→ **The tasks**
A) In the M60 transport study report, which section of motorway carries the most traffic in the North West?
B) Using the M60 transport study report, explain in one to three sentences why there is so much lane changing on the motorway.
C) Write the next part of the M60 transport study report, picking up after its final sentence.

→ **Selected extract**
North West Regional Assembly Regional Transport Group

29th November 2006

 

M60 JETTS (JUNCTION 18 TO 12 TRANSPORT STUDY)

TARGETED PROGRAMME OF IMPROVEMENTS PRE ENTRY PREPARATION

 

Recommendation

…............................, the Group is invited to consider whether or not the Assembly should support the Highways Agency’s preferred option for improving the M60 between Junctions 12 and 18, including the provision of five traffic lanes, or whether such a decision is premature in light of the ongoing work by the Greater Manchester authorities in relation to the potential introduction of road user charging as part of their Transport Innovation Fund bid.

 

 

Background Information

With an average weekday traffic flow in excess of 185,000 vpd, including over 25,000 heavy goods vehicles, the M60 between Junctions 12 and 13 at Worsley is the most heavily trafficked section of motorway in the North West and one of the busiest in the UK.  Over 150,000 vpd use the route between Junctions 15 (the M61 Interchange) and 18, including around 25,000 heavy goods vehicles. 

The whole length is now under considerable stress and experiences significant congestion during peak periods which are extending in duration; congestion can also occur outside of peak periods.  Close spacing of junctions combined with the large volume of traffic using the motorway for short distances results in a considerable amount of lane changing, often causing significant disruption to traffic flow. Delays arise particularly between Junctions 12 and 13 and on the approaches to Junction 15, where morning peak period congestion on the anti-clockwise carriageway of the M60 results in long queues of standing traffic on the southbound carriageway of the M61.

→ **Recorded data**

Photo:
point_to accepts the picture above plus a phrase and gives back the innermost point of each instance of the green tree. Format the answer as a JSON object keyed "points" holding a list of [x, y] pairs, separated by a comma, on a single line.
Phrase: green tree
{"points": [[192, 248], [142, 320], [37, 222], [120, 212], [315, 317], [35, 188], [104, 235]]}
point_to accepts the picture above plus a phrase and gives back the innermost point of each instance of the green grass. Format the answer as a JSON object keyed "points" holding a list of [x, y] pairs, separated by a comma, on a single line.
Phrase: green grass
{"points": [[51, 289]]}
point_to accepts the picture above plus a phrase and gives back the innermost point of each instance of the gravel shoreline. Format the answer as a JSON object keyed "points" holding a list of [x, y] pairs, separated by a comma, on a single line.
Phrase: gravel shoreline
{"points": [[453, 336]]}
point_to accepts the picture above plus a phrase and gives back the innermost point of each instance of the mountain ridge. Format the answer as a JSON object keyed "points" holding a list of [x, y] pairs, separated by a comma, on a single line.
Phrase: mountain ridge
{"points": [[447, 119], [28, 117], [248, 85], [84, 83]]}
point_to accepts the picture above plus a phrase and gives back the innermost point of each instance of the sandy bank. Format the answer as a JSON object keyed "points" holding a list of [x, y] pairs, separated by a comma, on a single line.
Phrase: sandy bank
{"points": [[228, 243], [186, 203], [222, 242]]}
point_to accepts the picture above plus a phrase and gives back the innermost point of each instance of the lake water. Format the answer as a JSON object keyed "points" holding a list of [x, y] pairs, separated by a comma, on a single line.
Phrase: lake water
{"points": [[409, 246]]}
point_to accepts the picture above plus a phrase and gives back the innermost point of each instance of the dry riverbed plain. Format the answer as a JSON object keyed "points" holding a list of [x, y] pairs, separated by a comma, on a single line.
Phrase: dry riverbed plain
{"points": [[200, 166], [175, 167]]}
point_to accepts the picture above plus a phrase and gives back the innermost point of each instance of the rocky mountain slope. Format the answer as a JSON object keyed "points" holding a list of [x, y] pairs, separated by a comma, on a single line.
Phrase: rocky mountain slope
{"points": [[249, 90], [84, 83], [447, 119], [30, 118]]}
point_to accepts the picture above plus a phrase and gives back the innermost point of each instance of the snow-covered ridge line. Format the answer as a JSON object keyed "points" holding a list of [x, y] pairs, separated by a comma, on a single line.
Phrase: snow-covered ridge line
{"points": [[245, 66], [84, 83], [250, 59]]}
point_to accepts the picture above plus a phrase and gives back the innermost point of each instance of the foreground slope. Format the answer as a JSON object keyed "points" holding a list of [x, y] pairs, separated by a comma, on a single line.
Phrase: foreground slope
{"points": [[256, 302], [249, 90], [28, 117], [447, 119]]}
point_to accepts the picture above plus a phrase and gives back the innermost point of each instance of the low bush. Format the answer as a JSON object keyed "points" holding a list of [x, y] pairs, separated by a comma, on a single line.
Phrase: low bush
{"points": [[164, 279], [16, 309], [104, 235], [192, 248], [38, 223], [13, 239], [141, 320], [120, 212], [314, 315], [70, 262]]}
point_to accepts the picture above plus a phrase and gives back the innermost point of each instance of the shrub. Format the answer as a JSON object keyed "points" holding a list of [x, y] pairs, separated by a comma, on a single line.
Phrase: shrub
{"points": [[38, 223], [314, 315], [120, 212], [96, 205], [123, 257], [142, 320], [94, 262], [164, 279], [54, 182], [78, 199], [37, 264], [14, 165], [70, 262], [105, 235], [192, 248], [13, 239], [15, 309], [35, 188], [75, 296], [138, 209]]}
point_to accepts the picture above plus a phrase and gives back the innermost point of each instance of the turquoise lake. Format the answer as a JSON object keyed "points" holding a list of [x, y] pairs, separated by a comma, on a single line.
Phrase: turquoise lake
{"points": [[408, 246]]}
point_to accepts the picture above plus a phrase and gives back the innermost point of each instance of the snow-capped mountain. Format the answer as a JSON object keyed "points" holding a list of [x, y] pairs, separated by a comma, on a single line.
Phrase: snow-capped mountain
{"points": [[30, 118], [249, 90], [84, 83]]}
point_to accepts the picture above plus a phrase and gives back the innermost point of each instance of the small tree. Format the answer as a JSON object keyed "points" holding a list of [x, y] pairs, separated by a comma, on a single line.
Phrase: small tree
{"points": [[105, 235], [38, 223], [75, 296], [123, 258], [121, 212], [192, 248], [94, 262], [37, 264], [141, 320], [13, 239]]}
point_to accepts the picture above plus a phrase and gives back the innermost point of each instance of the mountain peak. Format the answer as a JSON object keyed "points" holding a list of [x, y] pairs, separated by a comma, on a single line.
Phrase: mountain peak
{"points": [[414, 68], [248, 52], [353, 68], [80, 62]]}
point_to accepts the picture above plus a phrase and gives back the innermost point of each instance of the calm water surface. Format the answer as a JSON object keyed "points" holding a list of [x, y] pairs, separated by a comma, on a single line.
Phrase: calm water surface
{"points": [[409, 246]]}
* * *
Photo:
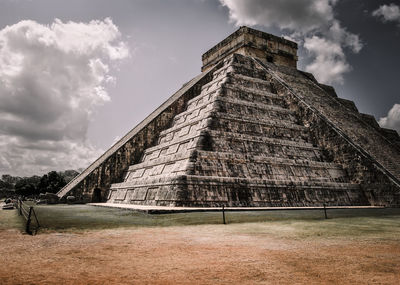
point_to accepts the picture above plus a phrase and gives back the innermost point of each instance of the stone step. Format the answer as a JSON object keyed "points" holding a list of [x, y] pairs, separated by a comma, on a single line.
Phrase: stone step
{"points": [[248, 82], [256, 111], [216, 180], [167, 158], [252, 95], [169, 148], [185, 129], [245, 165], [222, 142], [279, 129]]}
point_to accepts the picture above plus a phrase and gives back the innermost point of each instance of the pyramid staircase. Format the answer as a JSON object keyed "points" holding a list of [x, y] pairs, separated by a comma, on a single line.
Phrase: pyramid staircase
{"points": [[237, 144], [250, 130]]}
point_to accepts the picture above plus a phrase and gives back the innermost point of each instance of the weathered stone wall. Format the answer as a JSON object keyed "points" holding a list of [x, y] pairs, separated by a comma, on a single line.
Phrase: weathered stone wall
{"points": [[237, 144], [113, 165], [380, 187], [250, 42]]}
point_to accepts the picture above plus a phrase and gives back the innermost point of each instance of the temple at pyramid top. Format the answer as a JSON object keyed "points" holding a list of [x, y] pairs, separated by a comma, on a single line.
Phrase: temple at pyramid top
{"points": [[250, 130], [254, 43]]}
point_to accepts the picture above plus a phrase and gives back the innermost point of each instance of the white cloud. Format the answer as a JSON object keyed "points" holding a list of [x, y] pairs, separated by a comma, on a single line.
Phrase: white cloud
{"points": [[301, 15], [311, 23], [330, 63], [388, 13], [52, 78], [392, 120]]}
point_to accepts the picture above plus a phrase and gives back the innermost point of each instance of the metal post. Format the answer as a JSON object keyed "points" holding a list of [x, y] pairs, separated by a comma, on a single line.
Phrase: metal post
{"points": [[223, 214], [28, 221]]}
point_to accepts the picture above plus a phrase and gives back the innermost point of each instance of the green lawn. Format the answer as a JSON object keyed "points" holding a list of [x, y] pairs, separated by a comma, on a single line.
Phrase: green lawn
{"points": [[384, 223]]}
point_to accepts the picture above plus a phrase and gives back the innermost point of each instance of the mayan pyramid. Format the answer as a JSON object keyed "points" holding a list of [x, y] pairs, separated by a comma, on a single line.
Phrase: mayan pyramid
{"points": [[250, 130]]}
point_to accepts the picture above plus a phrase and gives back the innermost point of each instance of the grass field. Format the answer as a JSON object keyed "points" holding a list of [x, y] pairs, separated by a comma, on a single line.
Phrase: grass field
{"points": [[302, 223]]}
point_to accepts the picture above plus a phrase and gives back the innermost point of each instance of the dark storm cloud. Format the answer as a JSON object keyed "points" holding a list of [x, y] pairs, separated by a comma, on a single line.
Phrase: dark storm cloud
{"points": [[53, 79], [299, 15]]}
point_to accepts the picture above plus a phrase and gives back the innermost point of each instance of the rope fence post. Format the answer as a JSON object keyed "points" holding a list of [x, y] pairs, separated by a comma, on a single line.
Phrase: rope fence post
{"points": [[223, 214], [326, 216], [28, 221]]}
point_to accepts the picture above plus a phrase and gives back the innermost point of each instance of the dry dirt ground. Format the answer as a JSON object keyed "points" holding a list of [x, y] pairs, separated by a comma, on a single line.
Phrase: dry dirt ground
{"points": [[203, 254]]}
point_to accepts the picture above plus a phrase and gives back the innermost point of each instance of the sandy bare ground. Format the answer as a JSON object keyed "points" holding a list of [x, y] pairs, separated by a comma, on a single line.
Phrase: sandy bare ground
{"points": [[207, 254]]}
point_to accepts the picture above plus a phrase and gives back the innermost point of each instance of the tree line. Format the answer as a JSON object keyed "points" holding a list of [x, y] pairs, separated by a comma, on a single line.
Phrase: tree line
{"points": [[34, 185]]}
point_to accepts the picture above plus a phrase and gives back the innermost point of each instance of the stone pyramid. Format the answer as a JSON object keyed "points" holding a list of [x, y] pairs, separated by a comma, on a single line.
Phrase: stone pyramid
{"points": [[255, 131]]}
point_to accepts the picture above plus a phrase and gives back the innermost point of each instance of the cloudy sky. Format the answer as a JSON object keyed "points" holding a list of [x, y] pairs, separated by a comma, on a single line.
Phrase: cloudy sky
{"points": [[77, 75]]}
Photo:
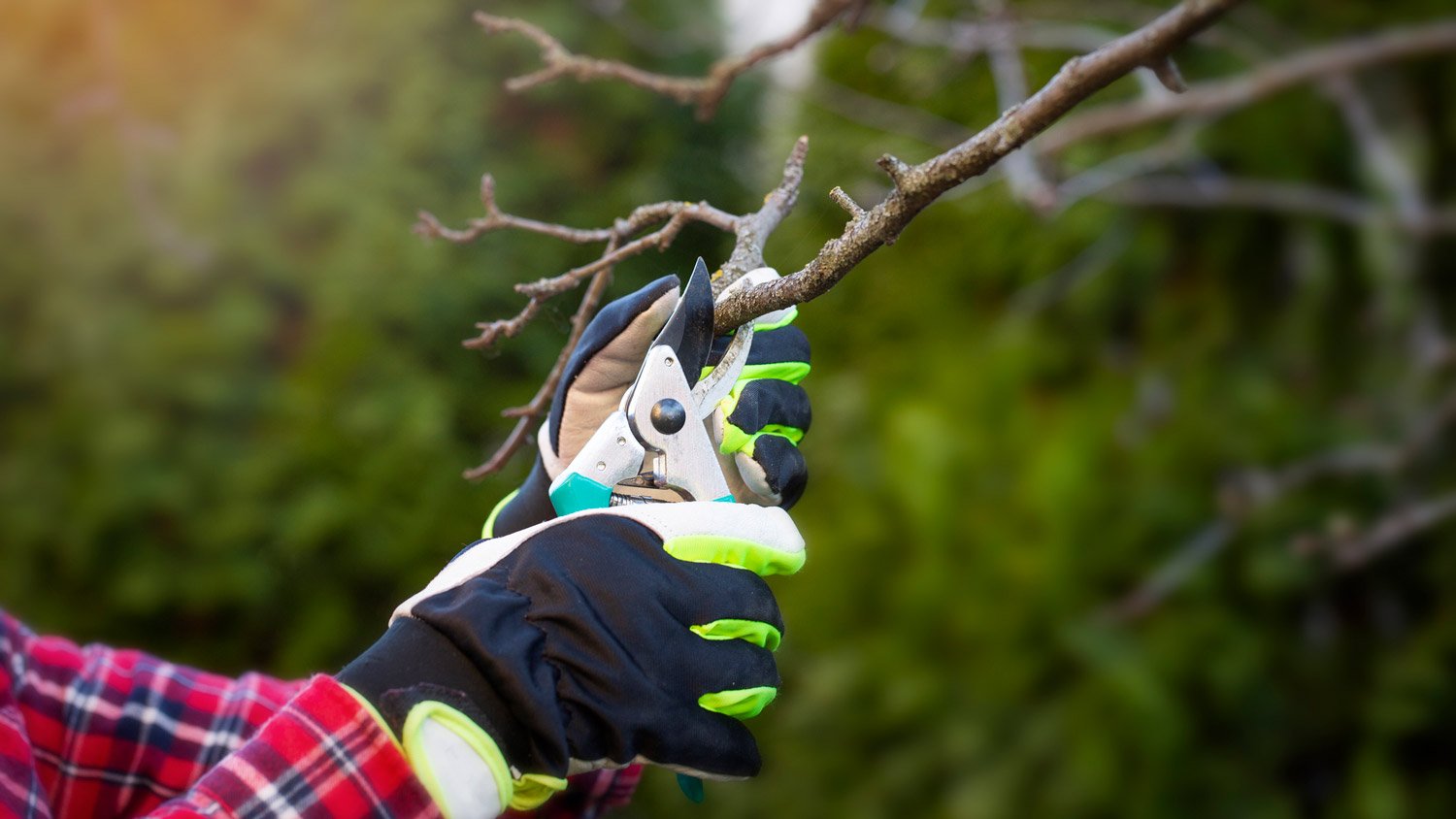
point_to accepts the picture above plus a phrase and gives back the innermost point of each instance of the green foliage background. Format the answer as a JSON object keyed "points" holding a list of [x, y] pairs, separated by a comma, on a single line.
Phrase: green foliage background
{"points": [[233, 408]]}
==
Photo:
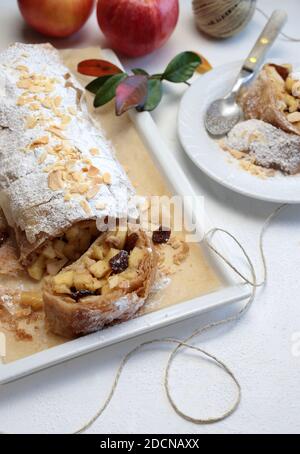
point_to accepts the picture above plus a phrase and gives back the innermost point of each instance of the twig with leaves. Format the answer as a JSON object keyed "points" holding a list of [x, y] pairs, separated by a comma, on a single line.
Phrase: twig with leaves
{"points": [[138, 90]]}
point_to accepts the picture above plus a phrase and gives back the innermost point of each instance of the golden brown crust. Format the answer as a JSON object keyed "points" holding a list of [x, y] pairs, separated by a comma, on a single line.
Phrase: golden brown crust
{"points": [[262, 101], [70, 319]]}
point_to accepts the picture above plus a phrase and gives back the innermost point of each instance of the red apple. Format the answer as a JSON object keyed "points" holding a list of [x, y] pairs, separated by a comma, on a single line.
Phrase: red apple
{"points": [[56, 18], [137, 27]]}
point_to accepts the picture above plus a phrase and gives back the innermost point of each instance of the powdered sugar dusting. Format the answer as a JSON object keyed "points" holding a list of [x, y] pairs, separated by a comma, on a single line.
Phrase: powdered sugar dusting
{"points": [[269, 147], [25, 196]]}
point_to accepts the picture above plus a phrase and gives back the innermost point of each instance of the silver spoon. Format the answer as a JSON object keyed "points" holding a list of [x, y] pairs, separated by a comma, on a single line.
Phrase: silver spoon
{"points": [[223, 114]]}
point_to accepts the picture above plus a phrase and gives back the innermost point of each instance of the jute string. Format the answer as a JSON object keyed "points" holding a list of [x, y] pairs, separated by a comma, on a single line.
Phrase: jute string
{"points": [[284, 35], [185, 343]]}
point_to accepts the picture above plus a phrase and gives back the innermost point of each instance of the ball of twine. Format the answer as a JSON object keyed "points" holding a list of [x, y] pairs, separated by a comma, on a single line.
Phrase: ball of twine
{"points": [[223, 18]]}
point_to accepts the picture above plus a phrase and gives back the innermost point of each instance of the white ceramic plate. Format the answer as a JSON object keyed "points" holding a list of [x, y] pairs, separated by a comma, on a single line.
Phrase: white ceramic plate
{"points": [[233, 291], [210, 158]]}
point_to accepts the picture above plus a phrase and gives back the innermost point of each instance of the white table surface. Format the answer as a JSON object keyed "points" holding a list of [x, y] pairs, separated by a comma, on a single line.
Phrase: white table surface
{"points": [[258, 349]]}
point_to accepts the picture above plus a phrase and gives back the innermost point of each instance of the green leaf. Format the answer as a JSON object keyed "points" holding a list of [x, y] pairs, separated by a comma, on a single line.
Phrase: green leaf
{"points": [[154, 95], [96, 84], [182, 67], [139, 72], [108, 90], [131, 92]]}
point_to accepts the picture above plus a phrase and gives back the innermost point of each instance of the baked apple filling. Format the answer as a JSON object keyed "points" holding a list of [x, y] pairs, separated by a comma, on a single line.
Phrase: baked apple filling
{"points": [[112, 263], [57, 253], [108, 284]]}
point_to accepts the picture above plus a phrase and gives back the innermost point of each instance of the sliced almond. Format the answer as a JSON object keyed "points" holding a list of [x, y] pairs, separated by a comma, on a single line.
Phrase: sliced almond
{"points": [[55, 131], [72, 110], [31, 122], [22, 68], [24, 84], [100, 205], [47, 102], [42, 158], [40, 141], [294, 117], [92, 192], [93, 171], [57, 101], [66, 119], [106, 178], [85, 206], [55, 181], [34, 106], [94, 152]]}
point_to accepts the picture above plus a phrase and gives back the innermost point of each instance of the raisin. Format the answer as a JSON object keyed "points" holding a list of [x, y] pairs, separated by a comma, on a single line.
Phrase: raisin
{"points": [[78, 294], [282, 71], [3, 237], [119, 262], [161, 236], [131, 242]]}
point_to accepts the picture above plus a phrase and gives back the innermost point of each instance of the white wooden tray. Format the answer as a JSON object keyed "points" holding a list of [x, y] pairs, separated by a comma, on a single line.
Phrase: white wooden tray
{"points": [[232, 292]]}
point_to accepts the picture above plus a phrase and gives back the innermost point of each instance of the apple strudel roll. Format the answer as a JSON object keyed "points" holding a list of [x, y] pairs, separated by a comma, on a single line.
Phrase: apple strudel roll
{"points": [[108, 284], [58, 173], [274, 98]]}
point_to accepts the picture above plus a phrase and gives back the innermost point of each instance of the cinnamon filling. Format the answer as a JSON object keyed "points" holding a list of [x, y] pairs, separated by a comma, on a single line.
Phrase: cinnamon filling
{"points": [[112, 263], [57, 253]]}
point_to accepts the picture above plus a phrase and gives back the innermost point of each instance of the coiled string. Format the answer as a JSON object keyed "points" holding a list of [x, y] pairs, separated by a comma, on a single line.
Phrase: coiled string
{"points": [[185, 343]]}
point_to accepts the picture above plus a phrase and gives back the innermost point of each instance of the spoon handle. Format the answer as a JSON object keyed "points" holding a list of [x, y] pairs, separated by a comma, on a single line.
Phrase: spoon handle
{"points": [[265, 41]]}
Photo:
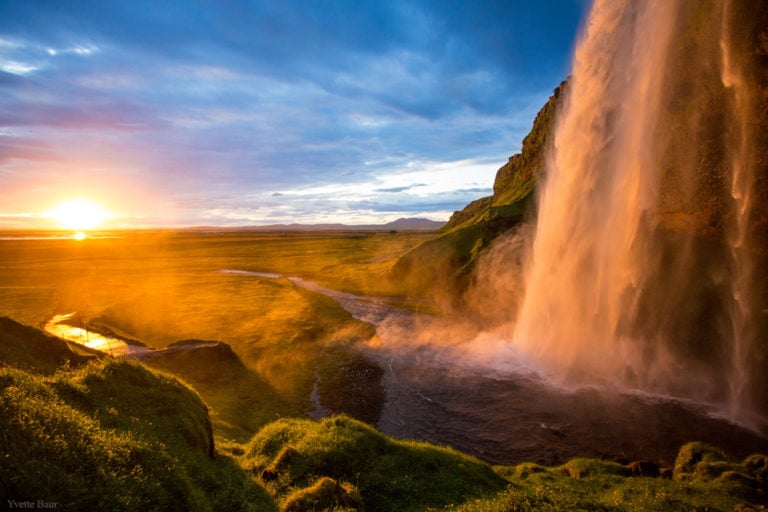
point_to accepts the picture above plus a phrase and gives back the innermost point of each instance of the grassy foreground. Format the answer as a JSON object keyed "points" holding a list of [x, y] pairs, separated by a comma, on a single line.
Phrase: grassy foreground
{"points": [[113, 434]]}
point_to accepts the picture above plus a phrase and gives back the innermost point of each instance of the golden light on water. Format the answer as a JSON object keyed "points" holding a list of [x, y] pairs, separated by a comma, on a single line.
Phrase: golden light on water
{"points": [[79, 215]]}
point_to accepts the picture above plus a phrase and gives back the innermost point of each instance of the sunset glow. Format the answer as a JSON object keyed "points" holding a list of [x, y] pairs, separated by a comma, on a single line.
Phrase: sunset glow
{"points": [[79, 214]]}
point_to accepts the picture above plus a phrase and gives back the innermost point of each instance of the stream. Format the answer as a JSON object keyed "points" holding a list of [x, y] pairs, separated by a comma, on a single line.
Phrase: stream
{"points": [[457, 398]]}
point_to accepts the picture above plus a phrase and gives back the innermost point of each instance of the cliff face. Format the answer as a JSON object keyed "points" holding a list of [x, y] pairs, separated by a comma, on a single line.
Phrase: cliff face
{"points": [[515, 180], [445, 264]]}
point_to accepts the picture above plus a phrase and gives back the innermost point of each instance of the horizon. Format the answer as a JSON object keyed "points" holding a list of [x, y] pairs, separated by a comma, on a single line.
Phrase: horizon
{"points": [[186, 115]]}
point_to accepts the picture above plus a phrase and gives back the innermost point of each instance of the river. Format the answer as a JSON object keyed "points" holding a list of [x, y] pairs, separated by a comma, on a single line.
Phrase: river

→ **Responses in order**
A) The M60 between Junctions 12 and 13 at Worsley.

B) The junctions are closely spaced, and a large volume of traffic uses the motorway for short distances. Together these cause a considerable amount of lane changing, which often significantly disrupts traffic flow.

C)
Congestion is also having an impact on the local road network as traffic is unable to access the motorway.  This has an adverse effect on pedestrians, cyclists, local residents and buses passing through the motorway junctions.  Some sections of the M60 between Junctions 12 and 18 also have a poor safety record compared with motorways nationally. 

Lane provision is now a combination of two, three and four lanes of standard and sub-standard width.  New direction signs, MIDAS (Motorway Incident Detection and Automatic Signalling) and electronic variable message signs have been put in place as part of the M60 Roadside Driver Information System.

 

The Highways Agency’s Preferred Option

The initial assessment of how to achieve segregation using Active Traffic Management considered use of the hard shoulder as an extra traffic lane during peak periods. The analysis has indicated that the traffic profile on the M60 would require use of the hard shoulder throughout much of the day.  Assessment of achieving segregation of M62 traffic from M60 traffic has indicated possible problems, including enforcement and the potential effects of differential speed limits.

The Highways Agency is now proposing that five traffic lanes be provided between Junctions 12 and 18 in each direction, apart from between Junctions 14 and 15, together with various elements from the Active Traffic Management toolkit, including variable speed limits and access control.  The intention is to accommodate the five lanes within a similar paved width to the existing four lane motorway by reducing the widths of individual lanes.  The hard shoulder would also disappear, to be replaced by a 1 metre hard strip and 1.6 metre hard verge; this is likely to be of concern to the emergency services.

The proposed scheme includes a bypass of Junction 12 for M62 traffic. Any scheme will be funded from the Highways Agency’s national allocation, not the Regional Funding Allocation, although as a result of existing commitments, work on the scheme would not start until 2014/15.  The addition of a fourth lane anti-clockwise between Junctions 15 and 13 as recommended by the JETTS Study has also been assessed, although its feasibility is being reviewed in relation to delivery of the wider scheme.  The preferred option is for the additional lane to extend from Junction 15 to Junction 12.

 

A key element of the Multi-Modal Study strategy is demand management and some form of road user charging would be essential to manage demand sufficiently so as to reduce congestion on the M60 in the long term.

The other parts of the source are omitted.